▶ _Goal of the exercise_:
Reproduce the records below word for word, keeping every character and line break unchanged.

————————

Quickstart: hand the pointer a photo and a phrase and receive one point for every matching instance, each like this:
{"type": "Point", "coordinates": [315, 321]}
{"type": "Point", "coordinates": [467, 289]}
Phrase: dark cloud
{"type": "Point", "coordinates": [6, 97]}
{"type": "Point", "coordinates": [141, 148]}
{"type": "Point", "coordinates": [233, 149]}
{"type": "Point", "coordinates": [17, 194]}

————————

▶ _Output of the exercise_:
Quickstart: hand the pointer a photo and a phrase and receive one point for every matching instance, each like this:
{"type": "Point", "coordinates": [315, 321]}
{"type": "Point", "coordinates": [467, 289]}
Phrase: dark cloud
{"type": "Point", "coordinates": [6, 97]}
{"type": "Point", "coordinates": [141, 148]}
{"type": "Point", "coordinates": [233, 149]}
{"type": "Point", "coordinates": [17, 194]}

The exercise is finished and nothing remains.